(Point localization data)
──────

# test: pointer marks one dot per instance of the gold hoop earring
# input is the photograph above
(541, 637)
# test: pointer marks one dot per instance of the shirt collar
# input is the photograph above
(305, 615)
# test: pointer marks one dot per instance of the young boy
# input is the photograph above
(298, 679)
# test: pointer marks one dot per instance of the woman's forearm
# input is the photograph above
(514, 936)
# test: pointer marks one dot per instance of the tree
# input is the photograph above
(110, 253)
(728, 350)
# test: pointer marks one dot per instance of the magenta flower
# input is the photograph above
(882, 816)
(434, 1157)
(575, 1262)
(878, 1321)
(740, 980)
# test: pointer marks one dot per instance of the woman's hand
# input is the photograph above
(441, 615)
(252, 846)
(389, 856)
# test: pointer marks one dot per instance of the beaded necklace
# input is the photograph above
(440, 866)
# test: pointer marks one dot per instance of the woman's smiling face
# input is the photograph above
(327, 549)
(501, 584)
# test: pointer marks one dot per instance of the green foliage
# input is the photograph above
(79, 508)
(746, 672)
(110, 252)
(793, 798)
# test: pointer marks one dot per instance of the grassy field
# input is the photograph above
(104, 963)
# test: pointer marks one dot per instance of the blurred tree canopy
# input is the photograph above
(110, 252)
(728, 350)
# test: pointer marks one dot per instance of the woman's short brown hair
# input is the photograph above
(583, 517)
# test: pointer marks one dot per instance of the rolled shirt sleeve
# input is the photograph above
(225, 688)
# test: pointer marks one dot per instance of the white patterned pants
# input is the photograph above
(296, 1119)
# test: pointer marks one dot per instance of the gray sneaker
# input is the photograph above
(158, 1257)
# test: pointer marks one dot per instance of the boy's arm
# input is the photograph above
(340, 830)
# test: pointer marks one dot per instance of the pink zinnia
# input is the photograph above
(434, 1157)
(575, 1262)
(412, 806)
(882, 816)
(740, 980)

──────

> **WHAT IS EXPECTED**: Every line of the entries that includes "tree" must be copied into the answer.

> **SOLUTION BELOW**:
# test: pointer marks one dot per instance of the tree
# test: pointer marks one dot per instance of the blurred tree canopy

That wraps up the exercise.